Would you write out all the records again, exactly?

--- PROVIDED INFORMATION ---

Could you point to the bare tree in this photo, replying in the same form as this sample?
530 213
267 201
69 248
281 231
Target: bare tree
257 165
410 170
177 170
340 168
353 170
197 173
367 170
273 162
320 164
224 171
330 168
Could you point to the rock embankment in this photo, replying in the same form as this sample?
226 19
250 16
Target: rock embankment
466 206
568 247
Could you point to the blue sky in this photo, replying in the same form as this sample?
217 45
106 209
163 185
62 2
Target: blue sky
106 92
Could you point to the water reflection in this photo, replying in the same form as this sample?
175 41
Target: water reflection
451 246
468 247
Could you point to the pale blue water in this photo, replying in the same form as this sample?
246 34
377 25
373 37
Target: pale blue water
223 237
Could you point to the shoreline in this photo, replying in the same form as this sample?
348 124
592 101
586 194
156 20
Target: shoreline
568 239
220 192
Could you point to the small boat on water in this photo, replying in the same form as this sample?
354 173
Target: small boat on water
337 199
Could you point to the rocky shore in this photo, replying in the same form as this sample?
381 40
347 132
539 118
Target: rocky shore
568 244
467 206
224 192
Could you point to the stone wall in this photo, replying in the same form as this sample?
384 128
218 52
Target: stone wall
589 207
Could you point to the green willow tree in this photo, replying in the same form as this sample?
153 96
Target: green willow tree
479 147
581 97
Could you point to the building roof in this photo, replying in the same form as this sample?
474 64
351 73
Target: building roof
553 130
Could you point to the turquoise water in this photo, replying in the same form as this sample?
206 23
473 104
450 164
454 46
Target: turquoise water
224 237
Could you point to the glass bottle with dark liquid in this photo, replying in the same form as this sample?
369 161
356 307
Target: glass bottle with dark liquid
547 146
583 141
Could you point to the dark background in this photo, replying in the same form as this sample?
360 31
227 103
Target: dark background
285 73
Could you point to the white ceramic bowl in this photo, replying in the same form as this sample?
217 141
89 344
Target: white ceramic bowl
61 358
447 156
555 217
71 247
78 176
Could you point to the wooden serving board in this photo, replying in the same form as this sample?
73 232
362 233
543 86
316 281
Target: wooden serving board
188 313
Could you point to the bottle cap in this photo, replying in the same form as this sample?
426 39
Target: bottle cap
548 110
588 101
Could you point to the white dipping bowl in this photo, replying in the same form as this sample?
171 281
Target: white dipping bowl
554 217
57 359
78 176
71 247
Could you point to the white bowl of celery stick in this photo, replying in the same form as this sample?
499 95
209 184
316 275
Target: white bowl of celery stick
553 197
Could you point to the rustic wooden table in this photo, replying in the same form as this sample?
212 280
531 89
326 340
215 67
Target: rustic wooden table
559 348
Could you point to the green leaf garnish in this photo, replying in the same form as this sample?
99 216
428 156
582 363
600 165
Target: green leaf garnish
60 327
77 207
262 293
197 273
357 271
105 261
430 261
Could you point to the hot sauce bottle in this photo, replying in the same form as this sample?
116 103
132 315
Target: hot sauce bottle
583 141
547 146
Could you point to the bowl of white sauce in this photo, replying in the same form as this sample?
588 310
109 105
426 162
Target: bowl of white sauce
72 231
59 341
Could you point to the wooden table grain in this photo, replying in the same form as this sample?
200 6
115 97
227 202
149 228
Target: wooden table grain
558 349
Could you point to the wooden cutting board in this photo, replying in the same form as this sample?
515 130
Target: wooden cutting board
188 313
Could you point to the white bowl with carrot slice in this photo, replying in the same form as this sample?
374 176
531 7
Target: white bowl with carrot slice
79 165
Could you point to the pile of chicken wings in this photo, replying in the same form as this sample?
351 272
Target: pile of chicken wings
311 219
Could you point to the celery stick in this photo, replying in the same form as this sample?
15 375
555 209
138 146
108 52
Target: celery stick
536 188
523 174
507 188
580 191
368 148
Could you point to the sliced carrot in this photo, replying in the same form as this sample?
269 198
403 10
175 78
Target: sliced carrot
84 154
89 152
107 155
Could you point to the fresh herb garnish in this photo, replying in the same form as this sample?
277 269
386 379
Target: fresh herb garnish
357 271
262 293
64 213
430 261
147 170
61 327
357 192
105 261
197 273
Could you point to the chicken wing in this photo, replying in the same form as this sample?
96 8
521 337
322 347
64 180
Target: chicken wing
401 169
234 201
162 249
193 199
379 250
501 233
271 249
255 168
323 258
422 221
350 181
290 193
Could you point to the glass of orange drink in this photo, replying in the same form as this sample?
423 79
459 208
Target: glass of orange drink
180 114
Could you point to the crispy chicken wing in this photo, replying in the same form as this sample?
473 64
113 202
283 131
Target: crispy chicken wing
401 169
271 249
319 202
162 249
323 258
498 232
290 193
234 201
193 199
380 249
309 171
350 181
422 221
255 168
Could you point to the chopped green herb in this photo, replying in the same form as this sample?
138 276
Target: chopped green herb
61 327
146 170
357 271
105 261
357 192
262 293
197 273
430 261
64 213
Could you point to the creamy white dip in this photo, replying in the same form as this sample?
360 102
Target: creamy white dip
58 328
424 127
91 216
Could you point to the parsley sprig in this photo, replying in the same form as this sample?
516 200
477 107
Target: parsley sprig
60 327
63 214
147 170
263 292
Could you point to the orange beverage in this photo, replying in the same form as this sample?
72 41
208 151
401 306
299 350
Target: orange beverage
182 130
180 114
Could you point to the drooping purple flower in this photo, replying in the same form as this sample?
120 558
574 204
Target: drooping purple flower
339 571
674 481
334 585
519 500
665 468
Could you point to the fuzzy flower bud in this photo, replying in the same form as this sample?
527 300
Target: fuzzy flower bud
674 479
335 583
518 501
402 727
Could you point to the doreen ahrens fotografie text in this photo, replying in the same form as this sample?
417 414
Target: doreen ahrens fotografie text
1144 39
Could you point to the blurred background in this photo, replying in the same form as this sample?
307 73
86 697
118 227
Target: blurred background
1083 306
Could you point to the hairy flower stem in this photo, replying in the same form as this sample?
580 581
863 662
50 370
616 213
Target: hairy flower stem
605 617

---

*PROBLEM SOLUTION*.
Could you point to the bare tree in this photo, replying in the same form as this sample?
530 213
267 201
69 248
281 231
Target: bare tree
257 165
410 170
177 170
340 168
353 170
197 173
367 170
273 162
320 164
224 171
330 168
Could you point to the rock embankment in this photo, replying in the same form as this sample?
226 19
250 16
Target: rock embankment
466 206
568 247
Could you point to the blue sky in this photo, replying in the same form as this sample?
217 45
106 209
163 185
62 2
Target: blue sky
106 92
Could you point to the water reflection in this photo, replying in the same form as this sample?
175 41
Target: water reflection
451 246
468 247
Could you point to the pale blue water in this photo, replying in the same form as this sample?
246 34
377 25
373 37
Target: pale blue water
223 237
Could you point to the shoreline in this photo, replying in the same form as this sample?
348 124
592 101
586 194
156 20
Target: shoreline
568 239
220 192
Could you point to the small boat on water in this photo, replying in the same form as this sample?
354 173
Target: small boat on water
337 199
Could you point to the rocky shore in this photo, replying in the same form as this sample?
381 40
347 132
539 118
Target: rocky shore
568 244
467 206
224 192
Could you point to the stone wall in this photo, replying in the same form as this sample?
384 128
218 52
Target: stone wall
589 207
Could you point to the green willow tree in this photo, replying in the same form as this sample?
153 96
Target: green willow tree
479 147
581 97
Could you point to the building roof in this photo, replying in the same form as this sample?
474 64
351 73
Target: building roof
553 130
Could you point to the turquoise water in this photo, replying in the same form as this sample?
206 23
473 104
450 164
454 46
Target: turquoise water
224 237
Could you point to the glass bottle with dark liquid in this photo, replying in the same form as this sample?
369 161
356 307
Target: glass bottle with dark liquid
547 146
583 141
Could you point to the dark background in this photo, replying in the same form as this sample?
360 31
227 103
Target: dark background
285 73
Could you point to the white ceramic bowl in this photo, replying in the same form as this sample?
217 141
89 344
Target: white ceramic bowl
61 358
447 156
555 217
71 247
78 176
Could you point to the wooden serving board in this photo, replying in the same form as this sample?
73 232
362 233
543 86
316 281
Target: wooden serving board
188 313
Could you point to the bottle cap in this photo, replying in the same form as this sample?
426 39
Target: bottle cap
548 110
588 101
Could you point to the white dipping bowl in this photo, replying in the same form as this sample?
171 281
Target: white dipping bowl
554 217
57 359
78 176
71 247
Could you point to the white bowl of celery stick in this photo, replying in the same form as this sample?
499 95
209 184
316 275
Target: white bowl of celery stick
553 197
Could you point to the rustic wooden table in this photo, replying in the same form as this sample?
212 280
531 89
326 340
215 67
Target: rustic wooden table
559 348
Could you point to the green leaf garnish in this photo, replying in the same form as this sample?
99 216
428 156
582 363
600 165
Target: green leaf garnish
60 327
77 207
262 293
197 273
357 271
105 261
430 261
Could you point to the hot sauce bottle in this photo, replying in the same form as this sample?
116 103
132 315
Target: hot sauce bottle
583 141
547 146
Could you point to the bowl of white sauce in this photo, replying in the same form as this sample?
588 310
109 105
426 162
Target: bowl of white sauce
72 231
59 341
Could you point to the wooden table grain in this photo, replying in the same form as this sample?
200 6
115 97
227 202
149 228
Target: wooden table grain
558 349
Could you point to the wooden cutting board in this photo, replying in the same form as this sample?
515 130
Target: wooden cutting board
188 313
Could you point to the white bowl with carrot slice in this photo, replying in the same form as this sample?
374 176
531 7
Target: white bowl with carrot slice
79 165
Could you point to the pile of chicken wings in this photo, replying in the same form as this sample?
351 272
Target: pile of chicken wings
311 219
Could you point to the celery stick in this photo, replying in the same form as this sample?
15 375
555 209
138 146
108 52
Target: celery stick
536 188
523 174
507 188
580 191
368 148
Could you point to the sliced carrot in this photo, replying in the same form as this sample?
269 198
403 10
175 78
Target: sliced carrot
84 154
89 152
107 155
Could you point to the fresh herb garnish in this photo, replying in the same form as this sample?
277 269
386 379
Target: fresh herb garnish
357 271
262 293
64 213
430 261
147 170
61 327
357 192
105 261
197 273
Could you point to the chicken wing in this photo, replying in the same form as this sample?
96 8
521 337
322 347
64 180
Target: chicken wing
401 169
234 201
162 249
193 199
379 250
501 233
271 249
255 168
323 258
422 221
350 181
290 193
Could you point to the glass of orange drink in this photo, replying in the same form as this sample?
423 79
459 208
Target: glass of orange drink
180 114
Could you point to the crispy chicken wing in this photo, replying in the same form as this sample?
473 64
113 202
283 131
Target: crispy chicken wing
401 169
271 249
319 202
162 249
323 258
498 232
290 193
234 201
193 199
380 249
309 171
350 181
422 221
255 168
Could you point to the chopped green herb in this photo, replying in the same form as this sample?
138 276
Target: chopped green herb
61 327
146 170
357 271
105 261
357 192
262 293
197 273
430 261
64 213
Could you point to the creamy white dip in this photo, replying in the same form as this sample?
360 102
Target: creamy white dip
58 328
424 127
91 216
Could you point to the parsley sprig in this photo, replying in the same form as this sample?
516 200
477 107
Target: parsley sprig
60 327
63 214
147 170
263 292
Could you point to the orange beverage in this photo, replying in the same form as this sample?
72 41
208 151
401 306
299 350
Target: orange beverage
182 130
180 114
Could you point to the drooping purple flower in this photo, replying in the same form as this sample?
120 558
574 204
Target: drooping purple flower
339 571
674 481
334 585
519 500
665 468
Could you point to the fuzzy flower bud in this photo, replying in the same form as this sample?
527 300
Target: fuzzy flower bud
674 479
335 583
518 501
402 727
Could you point to the doreen ahrens fotografie text in this photo, replying in the same form as this sample?
417 414
Target: doreen ahrens fotografie text
1144 39
Could you point to the blurred background in this photo, replying in the same form as this sample?
307 73
86 697
118 227
Target: blurred background
1083 306
Could you point to the hairy flower stem in this photo, replying in the same form as this sample?
580 581
863 662
50 370
616 213
Target: hairy flower stem
605 617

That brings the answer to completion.